• EXERCISE
Check each line of the data below for the word "bird", then extract the ones that have it.

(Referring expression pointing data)

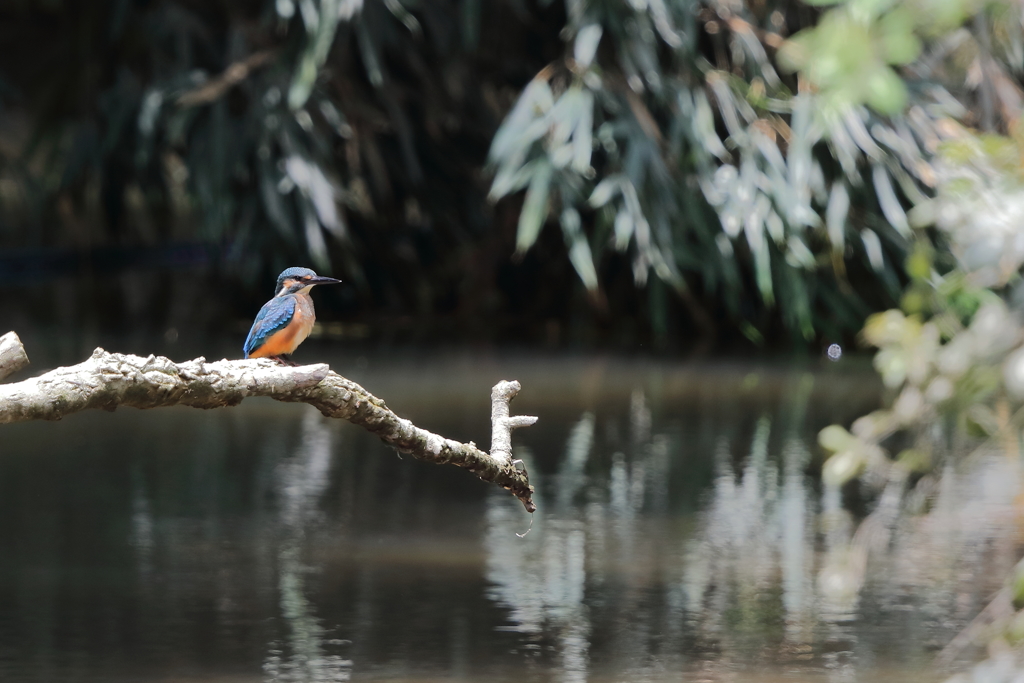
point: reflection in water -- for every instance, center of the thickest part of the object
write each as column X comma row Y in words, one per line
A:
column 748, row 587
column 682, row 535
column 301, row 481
* * *
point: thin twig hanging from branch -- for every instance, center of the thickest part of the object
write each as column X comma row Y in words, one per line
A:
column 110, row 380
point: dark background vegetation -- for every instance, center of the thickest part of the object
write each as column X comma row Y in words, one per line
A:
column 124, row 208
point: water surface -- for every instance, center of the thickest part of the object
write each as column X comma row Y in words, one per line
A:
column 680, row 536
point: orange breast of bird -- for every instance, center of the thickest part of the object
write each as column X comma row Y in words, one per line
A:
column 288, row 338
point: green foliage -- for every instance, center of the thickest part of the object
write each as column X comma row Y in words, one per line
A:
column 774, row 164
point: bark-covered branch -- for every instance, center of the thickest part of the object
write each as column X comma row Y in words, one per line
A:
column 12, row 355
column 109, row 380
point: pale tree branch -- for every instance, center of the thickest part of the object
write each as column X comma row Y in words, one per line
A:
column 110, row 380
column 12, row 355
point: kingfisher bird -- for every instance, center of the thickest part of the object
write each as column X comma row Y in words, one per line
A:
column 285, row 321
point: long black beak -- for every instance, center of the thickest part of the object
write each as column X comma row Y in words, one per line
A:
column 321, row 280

• EXPECTED ANSWER
point: orange breast of bird -- for every instance, center of the thickest part of the object
point: kingfisher bird -- for every instance, center of the thickest part of the object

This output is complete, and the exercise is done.